# Given instruction:
Carry on the interview excerpt about sponsoring a music festival to build a monthly giving program, beginning right after its final sentence.

# Text excerpt:
* Start *

NH: Yeah. That’s right. So, we kind of operate off of what we call a 10X principle that essentially we’ll say, “We’ll invest a certain amount of money if we believe it will net a 10X result.” So, for instance, we’ve just now partnered with Music Festival up in Prescott, Arizona. It’s going to be in a couple weeks. It was a $7000 sponsorship. We’re the title sponsor of this event, and basically, we said, “If we’re going to invest $7000, then we need to net, what, 70, right? Somehow.” 

And so, went through a really quick … and the big call to action at that event is going to be the monthly giving program. It’s easy for people to buy in. It’s proven successful. Lots of organizations try and get people to buy into their monthly giving program at concerts. We’ve tested this out a little bit, and so, basically, to do quick math, what I did is I said, “There’s supposed to be 6000 people at this event. The previous concerts we’ve sponsored, we’ve converted at about seven percent of the concert-goers that signed up for our monthly giving program. Average donation is $30 a month, and that would net us 250 people at $30 a month. That’s $7500 a month, times that by 12. That’s well over 70,000.”

* End *

[Entries from a point annotation set]
* Start *

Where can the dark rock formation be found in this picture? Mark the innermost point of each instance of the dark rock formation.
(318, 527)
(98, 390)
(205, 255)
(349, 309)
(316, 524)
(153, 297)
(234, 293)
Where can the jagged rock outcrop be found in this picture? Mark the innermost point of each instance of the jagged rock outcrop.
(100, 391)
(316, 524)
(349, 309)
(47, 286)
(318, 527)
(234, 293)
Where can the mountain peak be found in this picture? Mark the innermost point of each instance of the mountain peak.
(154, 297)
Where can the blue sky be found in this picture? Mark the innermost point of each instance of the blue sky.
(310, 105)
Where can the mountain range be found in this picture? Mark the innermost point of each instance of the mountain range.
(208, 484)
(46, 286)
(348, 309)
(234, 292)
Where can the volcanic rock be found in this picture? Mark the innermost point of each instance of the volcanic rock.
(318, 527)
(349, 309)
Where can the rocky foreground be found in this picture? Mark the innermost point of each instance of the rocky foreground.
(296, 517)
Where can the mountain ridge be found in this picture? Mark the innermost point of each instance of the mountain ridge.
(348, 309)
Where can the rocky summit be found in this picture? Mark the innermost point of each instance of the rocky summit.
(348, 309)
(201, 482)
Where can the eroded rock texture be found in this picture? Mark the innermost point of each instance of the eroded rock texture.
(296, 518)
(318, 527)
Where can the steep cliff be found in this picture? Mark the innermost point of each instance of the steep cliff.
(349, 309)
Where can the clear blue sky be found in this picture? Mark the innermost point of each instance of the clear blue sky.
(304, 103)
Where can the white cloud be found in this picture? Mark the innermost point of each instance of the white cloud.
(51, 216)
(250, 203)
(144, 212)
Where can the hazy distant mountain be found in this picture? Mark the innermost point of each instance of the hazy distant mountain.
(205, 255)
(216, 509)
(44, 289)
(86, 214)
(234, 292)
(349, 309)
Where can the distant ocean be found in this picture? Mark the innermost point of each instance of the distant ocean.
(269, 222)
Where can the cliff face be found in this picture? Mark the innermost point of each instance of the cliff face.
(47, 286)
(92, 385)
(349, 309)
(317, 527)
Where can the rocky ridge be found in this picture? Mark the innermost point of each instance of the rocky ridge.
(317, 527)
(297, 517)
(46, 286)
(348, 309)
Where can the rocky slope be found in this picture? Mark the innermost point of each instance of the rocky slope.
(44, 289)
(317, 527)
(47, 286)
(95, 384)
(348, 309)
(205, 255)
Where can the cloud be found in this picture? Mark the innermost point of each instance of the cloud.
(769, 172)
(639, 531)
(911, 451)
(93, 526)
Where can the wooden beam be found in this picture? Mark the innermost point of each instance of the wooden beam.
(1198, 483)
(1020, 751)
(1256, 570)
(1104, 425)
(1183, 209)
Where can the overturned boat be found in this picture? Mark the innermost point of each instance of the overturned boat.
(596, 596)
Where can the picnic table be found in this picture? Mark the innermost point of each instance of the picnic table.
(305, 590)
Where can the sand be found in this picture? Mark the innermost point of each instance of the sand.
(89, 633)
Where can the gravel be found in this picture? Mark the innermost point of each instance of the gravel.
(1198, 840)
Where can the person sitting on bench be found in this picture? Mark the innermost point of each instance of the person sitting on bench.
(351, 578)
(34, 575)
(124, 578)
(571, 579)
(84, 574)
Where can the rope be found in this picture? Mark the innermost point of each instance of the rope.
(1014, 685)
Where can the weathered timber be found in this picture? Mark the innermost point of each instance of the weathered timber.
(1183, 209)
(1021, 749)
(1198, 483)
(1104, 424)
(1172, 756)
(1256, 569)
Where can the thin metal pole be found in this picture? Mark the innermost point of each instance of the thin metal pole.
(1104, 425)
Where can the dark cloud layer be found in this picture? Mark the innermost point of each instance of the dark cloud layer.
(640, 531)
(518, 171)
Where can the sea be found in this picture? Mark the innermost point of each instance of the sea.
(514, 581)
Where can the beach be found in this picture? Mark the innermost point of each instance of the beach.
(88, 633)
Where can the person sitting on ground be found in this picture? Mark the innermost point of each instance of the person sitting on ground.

* End *

# Output for this task:
GC: That’s great.

NH: So, that was our aggressive goal because I don’t actually know. We’ve never sponsored a festival before, right? So, that’s best case scenario. We get 250 people to join our monthly giving program at $30 a month. So then, I said what happens if half the people show up that the organizers say are going to be there, so 3000, and what if we only convert three-and-a-half percent? So, ran the same algorithm. That’s 105 people sign up at $30 a month. That’s $3000 a month. Well, the average giver gives for two years. So, there’s my 70,000 back. 

So, again, it’s a risk, but we’re willing to take those risks calculated that are based on previous factors and say, “Okay. We’ll take this risk in an effort to move a program forward,” and a program that we think is excellent. We believe in what we do as an organization, and we’ve got some previous factors that we’re able to rely upon to say this should work. So, you can call me back for another podcast, and I’m like, “Hey, I lost our organization $7000 because it failed.”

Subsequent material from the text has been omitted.